= OBJECTIF DE L'EXERCICE =
Comment rendre en anglais la phrase « Il faut aussi insister sur le fait que c'était une commission spéciale et pas une commission d'enquête. » tirée de l'extrait sur le rapport consacré à Dexia ?

= EXTRAIT =
J'ai trouvé le rapport de la chambre et je l'ai lu. Je n'ai pas lu l'entièreté des 421 pages, mais presque (disons que j'ai passé une cinquantaine de pages de chiffres, d'extraits de communiqués de presse et de comparaisons).
Avant de passer à l'analyse elle-même, je dois dire que je suis heureux de l'existence de cette commission, du rapport et du fait qu'il soit possible de discuter de manière (presque) transparente de problèmes. Ci-dessous je suis assez critique du rapport; ces critiques doivent être prise comme des pistes pour une amélioration du processus et certainement pas un plaidoyer contre son existence.
En lisant le rapport, j'ai trouvé beaucoup de similitudes avec certains de mes blog sur Dexia. Je n'ai pas eu accès aux documents confidentiels des experts (les députés non plus d'ailleurs) ou a des "sources", mais simplement en connaissant en profondeur le fonctionnement des banques et en utilisant les informations publiques on peut deviner beaucoup de choses. Je ferai références à mes blogs précédents où cela est le cas.
Le rapport est divisé en deux parties: les constatations et les recommandations. Mon analyse sera divisé de la même façon. Pour les recommandations, vous devrez revenir dans quelques jours. Comme toujours, je ne fais pas un résumé du rapport mais je donne mes impressions; il y a donc des éléments importants que je ne mentionne pas parce qu'ils ne m'ont pas marqué spécialement.
Comme précédemment je commence par la forme. Rappelons le, le rapport a été écrit par une commission parlementaire et n'est donc pas neutre. Cela semble clair à sa lecture, les noms des administrateurs
politiques (de Dexia et du Holding Communal) ne sont pas indiqués, ils auraient mérité de tous être mentionnés. Il faut aussi insister sur le fait que c'était une commission spéciale et pas une commission d'enquête. Elle n'avait donc pas beaucoup de pouvoir. En particulier elle n'avait pas le pouvoir de forcer les acteurs a témoigner. Deux de ces acteurs ont pleinement profité de cette absence de pouvoir: l'ancienne commissaire européenne Mme Kroes et l'ancien premier ministre belge Mr Leterme.

Étiquetage de formes sur images:

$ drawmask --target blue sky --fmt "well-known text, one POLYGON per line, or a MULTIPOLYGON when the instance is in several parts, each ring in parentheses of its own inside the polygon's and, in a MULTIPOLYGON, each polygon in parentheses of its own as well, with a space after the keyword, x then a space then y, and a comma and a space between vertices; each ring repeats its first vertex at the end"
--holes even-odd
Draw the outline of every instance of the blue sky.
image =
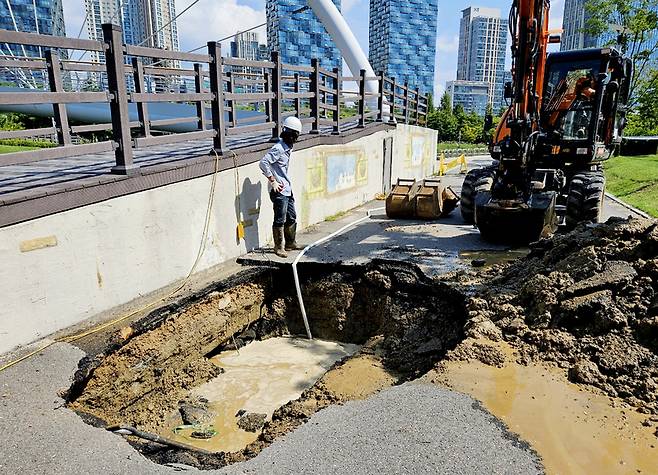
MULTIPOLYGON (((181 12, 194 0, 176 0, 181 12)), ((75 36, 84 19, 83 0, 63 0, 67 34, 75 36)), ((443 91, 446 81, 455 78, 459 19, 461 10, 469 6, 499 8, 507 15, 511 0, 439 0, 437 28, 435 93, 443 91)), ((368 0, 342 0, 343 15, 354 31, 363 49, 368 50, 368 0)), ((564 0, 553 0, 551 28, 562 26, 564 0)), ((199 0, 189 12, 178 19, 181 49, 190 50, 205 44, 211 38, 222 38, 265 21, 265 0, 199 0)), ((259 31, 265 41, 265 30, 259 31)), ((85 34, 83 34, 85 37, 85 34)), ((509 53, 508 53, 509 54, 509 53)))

= LA RÉPONSE =
It should also be stressed that it was a special committee and not a committee of inquiry.